- _What to produce_: Start to finish, the listing must be rewritten exactly.

BEGIN

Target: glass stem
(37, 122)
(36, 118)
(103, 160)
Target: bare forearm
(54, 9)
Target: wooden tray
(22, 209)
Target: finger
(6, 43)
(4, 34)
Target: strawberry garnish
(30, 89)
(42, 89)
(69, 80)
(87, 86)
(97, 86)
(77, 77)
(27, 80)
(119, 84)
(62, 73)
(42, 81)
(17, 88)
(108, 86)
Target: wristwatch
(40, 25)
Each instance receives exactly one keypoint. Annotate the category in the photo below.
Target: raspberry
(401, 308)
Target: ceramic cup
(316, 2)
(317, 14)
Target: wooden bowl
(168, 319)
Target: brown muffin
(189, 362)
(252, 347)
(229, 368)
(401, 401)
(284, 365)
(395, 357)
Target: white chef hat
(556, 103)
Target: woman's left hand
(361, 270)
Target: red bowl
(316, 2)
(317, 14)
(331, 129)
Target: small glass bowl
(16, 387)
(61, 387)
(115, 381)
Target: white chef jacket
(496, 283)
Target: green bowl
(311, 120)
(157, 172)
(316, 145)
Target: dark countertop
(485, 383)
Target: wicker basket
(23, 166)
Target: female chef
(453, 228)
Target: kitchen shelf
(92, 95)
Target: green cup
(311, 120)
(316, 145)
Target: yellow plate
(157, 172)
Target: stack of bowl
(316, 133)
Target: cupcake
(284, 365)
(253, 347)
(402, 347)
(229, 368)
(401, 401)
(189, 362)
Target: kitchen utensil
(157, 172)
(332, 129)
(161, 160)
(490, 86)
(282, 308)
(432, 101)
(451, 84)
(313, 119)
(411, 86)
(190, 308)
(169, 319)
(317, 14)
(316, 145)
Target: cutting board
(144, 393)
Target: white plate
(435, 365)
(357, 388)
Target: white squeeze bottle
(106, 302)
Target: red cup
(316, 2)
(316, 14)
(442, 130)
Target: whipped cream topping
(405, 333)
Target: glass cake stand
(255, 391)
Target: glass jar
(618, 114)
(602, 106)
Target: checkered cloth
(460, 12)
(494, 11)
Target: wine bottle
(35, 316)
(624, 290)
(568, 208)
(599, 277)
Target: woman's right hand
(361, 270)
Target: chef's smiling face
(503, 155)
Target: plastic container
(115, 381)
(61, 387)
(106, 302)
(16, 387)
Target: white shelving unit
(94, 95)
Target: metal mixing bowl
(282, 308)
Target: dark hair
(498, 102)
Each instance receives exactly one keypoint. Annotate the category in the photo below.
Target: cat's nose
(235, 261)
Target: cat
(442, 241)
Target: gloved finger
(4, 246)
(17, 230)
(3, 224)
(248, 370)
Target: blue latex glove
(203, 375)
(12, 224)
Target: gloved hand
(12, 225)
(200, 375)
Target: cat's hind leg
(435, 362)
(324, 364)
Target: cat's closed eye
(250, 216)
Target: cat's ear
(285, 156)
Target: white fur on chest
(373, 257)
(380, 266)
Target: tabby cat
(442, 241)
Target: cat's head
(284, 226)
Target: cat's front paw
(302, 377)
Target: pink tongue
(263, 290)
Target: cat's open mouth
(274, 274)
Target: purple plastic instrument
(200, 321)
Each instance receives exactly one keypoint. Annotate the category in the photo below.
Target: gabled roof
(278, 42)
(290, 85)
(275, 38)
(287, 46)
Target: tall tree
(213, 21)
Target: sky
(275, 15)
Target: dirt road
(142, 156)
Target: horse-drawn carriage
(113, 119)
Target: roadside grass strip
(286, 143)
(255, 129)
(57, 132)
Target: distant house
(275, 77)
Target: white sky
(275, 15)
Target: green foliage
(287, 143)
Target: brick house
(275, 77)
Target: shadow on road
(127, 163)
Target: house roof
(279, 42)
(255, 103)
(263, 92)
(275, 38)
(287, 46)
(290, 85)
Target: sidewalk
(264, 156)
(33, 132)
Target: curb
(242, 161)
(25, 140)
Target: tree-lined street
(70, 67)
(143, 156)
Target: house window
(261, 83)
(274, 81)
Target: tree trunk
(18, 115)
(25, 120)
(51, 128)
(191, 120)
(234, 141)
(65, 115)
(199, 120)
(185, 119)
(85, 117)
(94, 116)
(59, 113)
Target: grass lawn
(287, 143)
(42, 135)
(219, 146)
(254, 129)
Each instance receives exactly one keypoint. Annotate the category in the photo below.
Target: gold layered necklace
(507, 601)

END

- _Exercise result_:
Target: glass stem
(37, 122)
(36, 118)
(103, 160)
Target: bare forearm
(54, 9)
Target: wooden tray
(22, 209)
Target: finger
(6, 43)
(4, 34)
Target: strawberry garnish
(30, 89)
(42, 89)
(69, 80)
(87, 86)
(97, 86)
(77, 77)
(27, 80)
(119, 84)
(62, 73)
(42, 81)
(17, 88)
(108, 86)
Target: wristwatch
(40, 25)
Each instance receives exactly one keypoint. Annotate the category in the photo below.
Target: raspberry
(401, 308)
Target: ceramic cup
(316, 2)
(317, 14)
Target: wooden bowl
(168, 319)
Target: brown muffin
(189, 362)
(252, 347)
(229, 368)
(401, 401)
(284, 365)
(395, 357)
Target: white chef hat
(556, 103)
Target: woman's left hand
(361, 270)
Target: red bowl
(316, 2)
(317, 14)
(331, 129)
Target: small glass bowl
(16, 387)
(61, 387)
(115, 381)
Target: white chef jacket
(496, 283)
Target: green bowl
(311, 120)
(157, 172)
(316, 145)
Target: dark countertop
(485, 383)
Target: wicker basket
(23, 166)
Target: female chef
(453, 228)
Target: kitchen shelf
(92, 95)
Target: green cup
(311, 120)
(316, 145)
Target: yellow plate
(157, 172)
Target: stack of bowl
(316, 133)
Target: cupcake
(284, 365)
(253, 347)
(402, 347)
(229, 368)
(401, 401)
(189, 362)
Target: kitchen utensil
(157, 172)
(332, 129)
(161, 160)
(490, 86)
(282, 308)
(432, 101)
(451, 84)
(313, 119)
(411, 86)
(190, 308)
(169, 319)
(317, 14)
(316, 145)
Target: cutting board
(144, 393)
Target: white plate
(435, 365)
(357, 388)
Target: white squeeze bottle
(106, 302)
Target: red cup
(316, 2)
(316, 14)
(442, 130)
Target: whipped cream topping
(405, 333)
Target: glass cake stand
(255, 391)
Target: glass jar
(618, 114)
(602, 106)
Target: checkered cloth
(460, 12)
(494, 11)
Target: wine bottle
(35, 316)
(624, 290)
(568, 208)
(599, 277)
Target: woman's right hand
(361, 270)
Target: chef's smiling face
(503, 155)
Target: plastic container
(115, 381)
(61, 387)
(106, 302)
(16, 387)
Target: white shelving unit
(94, 95)
Target: metal mixing bowl
(282, 308)
Target: dark hair
(498, 102)
Each instance receives exactly one keypoint. Annotate the category in the photo below.
Target: cat's nose
(235, 261)
Target: cat
(442, 241)
Target: gloved finger
(4, 246)
(17, 230)
(3, 224)
(248, 370)
Target: blue latex glove
(203, 375)
(12, 224)
Target: gloved hand
(12, 225)
(200, 375)
Target: cat's hind leg
(435, 362)
(324, 364)
Target: cat's closed eye
(250, 216)
Target: cat's ear
(285, 156)
Target: white fur on chest
(373, 257)
(380, 266)
Target: tabby cat
(442, 241)
Target: cat's head
(284, 226)
Target: cat's front paw
(302, 377)
Target: pink tongue
(263, 290)
Target: cat's open mouth
(274, 274)
Target: purple plastic instrument
(200, 321)
Each instance receives exactly one keypoint. Annotate the category in the photo below.
Target: gabled roof
(278, 42)
(290, 85)
(275, 38)
(287, 46)
Target: tall tree
(213, 21)
Target: sky
(275, 15)
Target: dirt road
(142, 156)
Target: horse-drawn carriage
(113, 119)
Target: roadside grass strip
(286, 143)
(255, 129)
(57, 132)
Target: distant house
(275, 77)
Target: white sky
(275, 15)
Target: green foliage
(287, 143)
Target: brick house
(275, 77)
Target: shadow on road
(127, 163)
Target: house roof
(279, 42)
(255, 103)
(263, 92)
(275, 38)
(287, 46)
(290, 85)
Target: sidewalk
(264, 156)
(33, 132)
Target: curb
(242, 161)
(25, 140)
Target: tree-lined street
(70, 67)
(143, 156)
Target: house window
(261, 83)
(274, 81)
Target: tree trunk
(18, 115)
(25, 120)
(51, 128)
(191, 120)
(234, 141)
(65, 115)
(199, 120)
(185, 119)
(85, 117)
(94, 116)
(59, 113)
Target: grass lawn
(287, 143)
(42, 135)
(219, 146)
(254, 129)
Each instance receives exactly one keypoint. Annotate the category in the photo below.
Target: gold layered necklace
(507, 601)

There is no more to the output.